[Source text]
# Really Odd Problem With Fresh Water Fill



## daslobo777 (Mar 24, 2007)

OK - Finally time to take the new SOB Shadow Cruiser TT out since we purchased it in early January. All was good except for one very odd issue with the fresh water fill.

When I did the PDI at the dealer I noticed that the fresh water fill was one of the "new types" with a 1" OD open water fill with no threaded cap to cover it to keep it clean. Only a loose fitting outer door. Didn't think too much about it as the tech said he filled the fresh water tank, turned on the system to verify no leaks. TT was drained and winterized when I picked up so no chance to verify operation of the water fill system.

So anyway I am at home filling up the fresh tank with my usual fill method - 6" fill hose adapter on garden hose. Turn on water and it comes flying back out at me? What-the-heck? I was finally able to fill after getting about a 14" hose extension and sticking it down the fill tube and "forcing" water in. Even then it was clear the vent was not working as water began to "burp" back at me and I would have to shut off water, let the pressure equalize then continue to fill. Did this several times before tank was full. I had a short 75-mile drive to campsite so I drove with full fresh water (no water at camp - only electric).

[Written problem A] Write out the segmentation rows from their first line down to the line containing "Outline every instance of the heather", both ends included, copying each line as it appears and leaving out the pictures.

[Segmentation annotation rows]
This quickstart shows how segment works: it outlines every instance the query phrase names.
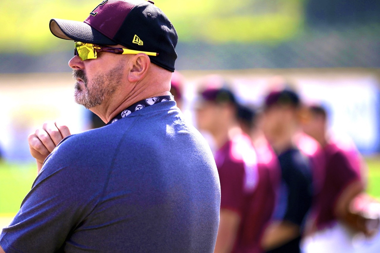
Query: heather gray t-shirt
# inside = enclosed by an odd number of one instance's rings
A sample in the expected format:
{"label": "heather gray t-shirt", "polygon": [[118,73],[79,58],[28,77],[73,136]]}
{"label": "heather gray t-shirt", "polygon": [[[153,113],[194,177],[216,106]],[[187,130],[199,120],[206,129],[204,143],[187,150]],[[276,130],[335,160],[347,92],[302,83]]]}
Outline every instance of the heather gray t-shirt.
{"label": "heather gray t-shirt", "polygon": [[174,101],[63,141],[0,245],[11,252],[212,252],[220,185]]}

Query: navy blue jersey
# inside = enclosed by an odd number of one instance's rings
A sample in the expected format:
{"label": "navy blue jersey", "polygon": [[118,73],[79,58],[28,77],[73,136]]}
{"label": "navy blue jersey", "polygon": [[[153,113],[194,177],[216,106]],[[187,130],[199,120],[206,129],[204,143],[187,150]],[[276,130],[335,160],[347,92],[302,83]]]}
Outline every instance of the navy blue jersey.
{"label": "navy blue jersey", "polygon": [[0,235],[14,252],[212,252],[209,148],[168,101],[64,140]]}
{"label": "navy blue jersey", "polygon": [[[313,198],[310,161],[296,148],[282,153],[278,159],[281,168],[281,186],[274,218],[290,222],[301,229]],[[299,252],[300,240],[300,236],[268,252]]]}

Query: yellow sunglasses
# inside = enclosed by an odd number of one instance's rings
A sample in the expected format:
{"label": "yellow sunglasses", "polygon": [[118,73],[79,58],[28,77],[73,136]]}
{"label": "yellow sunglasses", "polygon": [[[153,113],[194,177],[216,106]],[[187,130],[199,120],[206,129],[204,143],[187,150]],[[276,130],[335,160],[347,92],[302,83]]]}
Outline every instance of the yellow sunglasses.
{"label": "yellow sunglasses", "polygon": [[108,52],[119,55],[136,55],[142,53],[152,56],[157,56],[158,55],[158,53],[132,50],[126,48],[102,47],[90,43],[75,41],[74,55],[79,56],[81,60],[84,61],[87,59],[96,59],[97,57],[97,53],[100,52]]}

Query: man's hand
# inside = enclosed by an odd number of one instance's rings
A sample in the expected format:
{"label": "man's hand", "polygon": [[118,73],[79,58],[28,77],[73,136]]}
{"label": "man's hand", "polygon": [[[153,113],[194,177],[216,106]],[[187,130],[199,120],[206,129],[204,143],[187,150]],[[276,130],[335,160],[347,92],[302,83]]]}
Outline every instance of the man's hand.
{"label": "man's hand", "polygon": [[29,135],[29,148],[32,156],[37,162],[38,172],[41,170],[44,161],[59,142],[71,134],[66,126],[49,122]]}

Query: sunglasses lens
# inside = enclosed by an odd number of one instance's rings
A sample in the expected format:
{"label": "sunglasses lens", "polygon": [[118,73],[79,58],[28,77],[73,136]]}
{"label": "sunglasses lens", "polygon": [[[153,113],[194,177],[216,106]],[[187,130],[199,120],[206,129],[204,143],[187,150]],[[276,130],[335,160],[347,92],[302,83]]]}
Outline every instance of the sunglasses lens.
{"label": "sunglasses lens", "polygon": [[96,59],[97,54],[92,44],[75,42],[75,55],[77,55],[82,61],[87,59]]}

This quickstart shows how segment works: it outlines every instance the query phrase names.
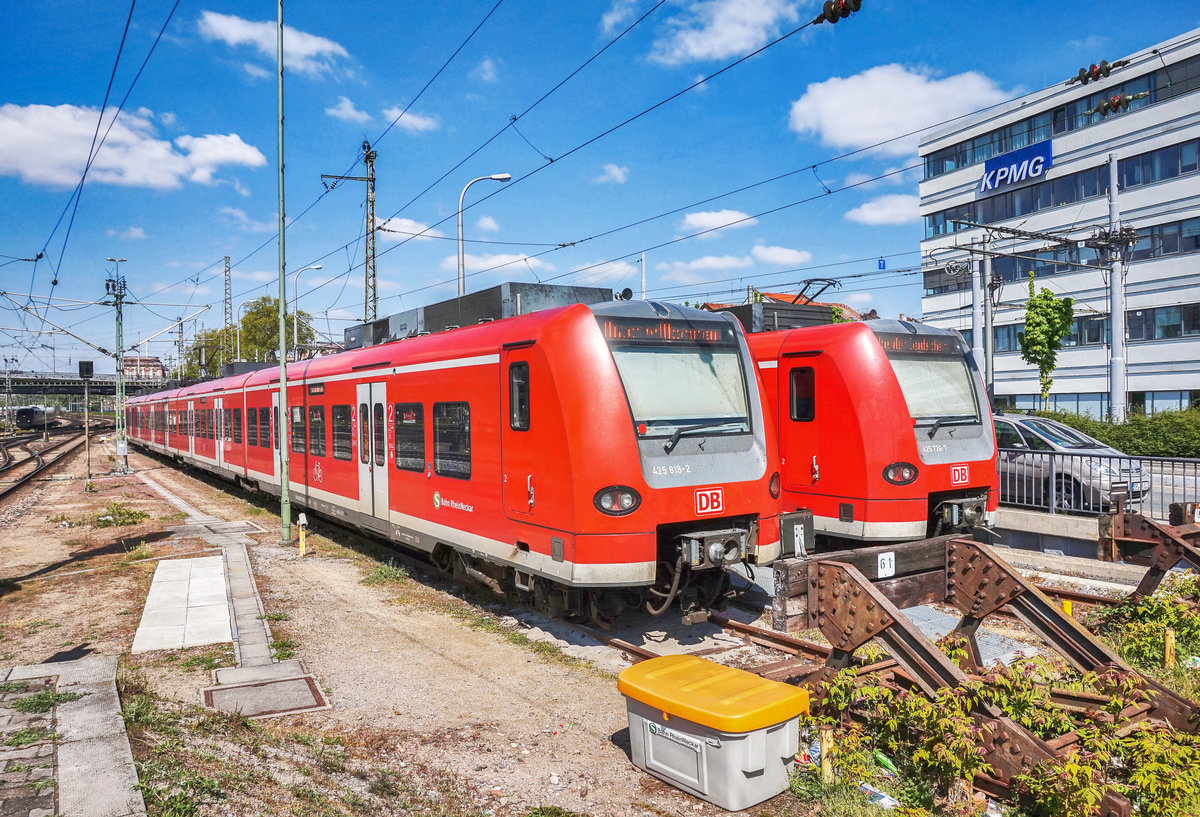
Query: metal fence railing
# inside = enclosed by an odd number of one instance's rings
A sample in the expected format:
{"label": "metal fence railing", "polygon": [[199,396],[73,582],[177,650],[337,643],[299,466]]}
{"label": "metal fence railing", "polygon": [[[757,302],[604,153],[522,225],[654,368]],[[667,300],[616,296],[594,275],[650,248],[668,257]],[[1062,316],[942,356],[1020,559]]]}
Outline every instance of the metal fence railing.
{"label": "metal fence railing", "polygon": [[1200,501],[1200,459],[1000,449],[1000,503],[1050,513],[1106,513],[1114,485],[1129,507],[1166,519],[1171,503]]}

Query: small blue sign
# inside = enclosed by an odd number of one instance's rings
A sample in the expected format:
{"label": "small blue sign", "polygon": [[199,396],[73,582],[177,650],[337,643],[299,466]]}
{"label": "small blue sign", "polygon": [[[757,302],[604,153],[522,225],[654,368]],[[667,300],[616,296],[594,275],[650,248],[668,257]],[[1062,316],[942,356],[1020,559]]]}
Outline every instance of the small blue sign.
{"label": "small blue sign", "polygon": [[983,179],[979,180],[979,192],[1030,181],[1044,175],[1054,164],[1054,145],[1051,139],[1039,142],[1019,150],[992,156],[983,163]]}

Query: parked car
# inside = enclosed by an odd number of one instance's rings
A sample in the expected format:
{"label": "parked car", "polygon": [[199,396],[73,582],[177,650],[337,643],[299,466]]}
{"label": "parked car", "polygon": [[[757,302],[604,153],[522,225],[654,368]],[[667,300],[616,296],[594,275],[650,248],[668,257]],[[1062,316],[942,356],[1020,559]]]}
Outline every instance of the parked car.
{"label": "parked car", "polygon": [[1133,457],[1056,420],[997,414],[1000,500],[1055,510],[1109,510],[1112,485],[1127,483],[1129,498],[1150,493],[1150,474]]}

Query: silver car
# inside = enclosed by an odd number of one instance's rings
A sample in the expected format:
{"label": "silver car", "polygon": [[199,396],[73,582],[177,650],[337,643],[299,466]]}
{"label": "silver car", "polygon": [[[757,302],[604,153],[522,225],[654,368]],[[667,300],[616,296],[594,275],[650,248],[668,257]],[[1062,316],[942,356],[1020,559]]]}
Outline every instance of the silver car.
{"label": "silver car", "polygon": [[1070,426],[1019,414],[997,414],[995,423],[1002,503],[1105,512],[1114,483],[1128,485],[1135,501],[1150,493],[1136,459]]}

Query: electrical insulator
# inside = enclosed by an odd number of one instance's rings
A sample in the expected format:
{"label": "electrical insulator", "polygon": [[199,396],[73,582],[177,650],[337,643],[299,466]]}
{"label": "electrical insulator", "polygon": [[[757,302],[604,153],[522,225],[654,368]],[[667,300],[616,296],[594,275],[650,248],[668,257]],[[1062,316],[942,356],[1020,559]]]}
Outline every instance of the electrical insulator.
{"label": "electrical insulator", "polygon": [[863,0],[826,0],[821,14],[812,20],[812,24],[844,20],[862,7]]}

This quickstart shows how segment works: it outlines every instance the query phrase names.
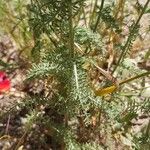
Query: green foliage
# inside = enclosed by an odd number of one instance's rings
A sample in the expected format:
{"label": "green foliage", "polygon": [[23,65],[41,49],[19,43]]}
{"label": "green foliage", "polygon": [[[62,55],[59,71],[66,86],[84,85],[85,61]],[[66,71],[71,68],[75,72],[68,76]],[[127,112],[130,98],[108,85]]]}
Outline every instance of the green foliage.
{"label": "green foliage", "polygon": [[[101,86],[104,83],[106,86],[108,81],[101,79],[102,74],[89,60],[110,71],[110,75],[116,74],[119,81],[142,72],[126,56],[139,35],[139,21],[146,6],[138,20],[129,27],[127,38],[122,39],[124,26],[114,14],[117,3],[106,6],[103,2],[100,11],[97,1],[93,8],[93,3],[86,0],[31,0],[25,9],[28,23],[25,18],[24,29],[29,25],[34,43],[30,52],[33,59],[29,60],[32,65],[26,81],[42,80],[43,84],[39,82],[39,86],[44,88],[33,94],[27,91],[27,98],[19,106],[27,109],[27,132],[34,131],[33,124],[41,126],[45,131],[43,139],[49,136],[54,149],[58,146],[57,149],[101,150],[111,149],[112,145],[115,149],[116,141],[122,149],[129,149],[135,148],[136,140],[140,142],[143,138],[143,134],[137,139],[131,138],[128,130],[139,112],[149,113],[149,99],[140,101],[141,93],[135,89],[132,91],[132,84],[119,87],[111,95],[96,96],[93,84]],[[89,16],[94,18],[86,27],[81,26],[76,20],[80,20],[85,15],[84,9],[89,7],[92,8],[88,11]],[[91,29],[92,20],[98,22],[96,31]],[[124,20],[123,23],[127,27]],[[117,44],[121,45],[119,51],[116,51]],[[111,60],[112,57],[117,63]]]}

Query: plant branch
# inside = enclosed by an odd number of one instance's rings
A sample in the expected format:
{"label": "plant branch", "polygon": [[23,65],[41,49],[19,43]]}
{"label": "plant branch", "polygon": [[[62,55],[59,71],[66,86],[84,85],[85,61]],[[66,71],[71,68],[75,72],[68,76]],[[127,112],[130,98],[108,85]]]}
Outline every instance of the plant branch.
{"label": "plant branch", "polygon": [[145,3],[145,5],[144,5],[144,7],[143,7],[143,9],[142,9],[141,14],[139,15],[139,17],[138,17],[136,23],[134,24],[134,26],[132,27],[132,29],[131,29],[131,31],[130,31],[130,34],[129,34],[129,36],[128,36],[128,39],[127,39],[125,45],[123,46],[122,53],[121,53],[120,58],[119,58],[119,60],[118,60],[118,62],[117,62],[117,65],[116,65],[116,67],[114,68],[114,70],[113,70],[112,73],[115,72],[115,70],[116,70],[117,67],[119,66],[120,62],[122,61],[122,59],[126,56],[126,54],[127,54],[127,52],[128,52],[128,45],[129,45],[129,43],[131,42],[132,37],[134,36],[134,30],[137,28],[137,26],[138,26],[138,24],[139,24],[139,22],[140,22],[140,20],[141,20],[141,18],[142,18],[142,16],[143,16],[143,14],[145,13],[145,10],[146,10],[146,8],[147,8],[149,2],[150,2],[150,0],[147,0],[147,2]]}
{"label": "plant branch", "polygon": [[72,21],[72,0],[69,4],[69,44],[70,44],[70,56],[74,57],[74,32],[73,32],[73,21]]}
{"label": "plant branch", "polygon": [[102,14],[101,12],[102,12],[102,9],[103,9],[103,6],[104,6],[104,1],[105,1],[105,0],[102,0],[102,2],[101,2],[101,6],[100,6],[100,8],[99,8],[99,15],[98,15],[98,17],[97,17],[97,20],[96,20],[96,23],[95,23],[93,32],[96,31],[97,26],[98,26],[98,24],[99,24],[99,21],[100,21],[100,18],[101,18],[101,14]]}
{"label": "plant branch", "polygon": [[135,77],[132,77],[132,78],[126,79],[126,80],[124,80],[124,81],[121,81],[121,82],[119,83],[119,85],[122,85],[122,84],[124,84],[124,83],[128,83],[128,82],[131,82],[132,80],[135,80],[135,79],[138,79],[138,78],[141,78],[141,77],[147,76],[147,75],[149,75],[149,74],[150,74],[150,71],[148,71],[148,72],[144,72],[144,73],[142,73],[142,74],[140,74],[140,75],[137,75],[137,76],[135,76]]}

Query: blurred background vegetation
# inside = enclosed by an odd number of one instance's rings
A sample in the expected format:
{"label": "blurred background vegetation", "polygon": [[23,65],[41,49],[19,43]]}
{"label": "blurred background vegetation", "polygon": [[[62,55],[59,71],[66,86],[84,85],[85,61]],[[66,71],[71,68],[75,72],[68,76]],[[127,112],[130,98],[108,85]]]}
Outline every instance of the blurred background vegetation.
{"label": "blurred background vegetation", "polygon": [[0,148],[150,149],[149,2],[1,0]]}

[Written problem B] Continue the forum post about the trailer's fresh water fill problem from the point where it stops.

[Response A]
This quickstart shows how segment works: it outlines every instance the query phrase names.
Query: heather gray t-shirt
# inside = enclosed by an odd number of one instance's rings
A sample in the expected format:
{"label": "heather gray t-shirt", "polygon": [[118,73],[79,58],[28,77],[73,136]]}
{"label": "heather gray t-shirt", "polygon": [[[153,113],[194,177],[216,106]],[[187,130],[199,120],[206,129],[204,143],[187,150]],[[276,130],[335,160],[347,92],[302,83]]]}
Outline every instance of the heather gray t-shirt.

[Response B]
So after 1 day camping the pump began to pump air. WTH? No way I used that much water! Climbed under TT and found that tank outlet fitting was ~1/3 the way up the side of the tank (thanks Gilligan). So although the tank was 1/3 full - I was pumping air. So I went to add water to tank from 10 gals of water I brought - It would not go into tank!!! WTH (again). Even when using an approx 16" extension hose down the inlet to the tank, the water would not gravity feed into tank and would only flow back out of fill hole!!??!! I climbed under TT and saw no kinks or blockages in the fill or vent lines. Must be kinked or plugged between what I can see underneath and the 14-16" I was able to insert and extention fill hose.

I was able to get another day of water by adding two inches to the lynx levelers on side opposite water outlet and tilting the TT a bit to the rear. This filled water over the tank outlet enough to get another days use of water.

So ....... I have some work ahead of me:
1) Replace water fill door with a screwed on cap type closure. Not done this before but imagine pretty straight forward. Remove the three exterior screws, pull of the existing door. Disconnect from existing hoses. Hopefully I will find kinks/blockages. I will replace all tubing to be sure.
2) I plan on plugging the exisitng tank outlet fitting that is 1/3 up from the bottom of tank. I will then add a threaded t-fitting to the existing fresh tank drain (yes it is on the bottom of tank) and use that fitting to both drain and supply water to pump.

Owning a new TT is so much fun and adventure!! Cleaning up after Gilligans work!!


----------



## Nathan (Jan 2, 2007)

Wow, sorry to hear of the troubles. Hoepfully you'll be able to get it fixed without too much trouble. It will be interesting to hear what you find.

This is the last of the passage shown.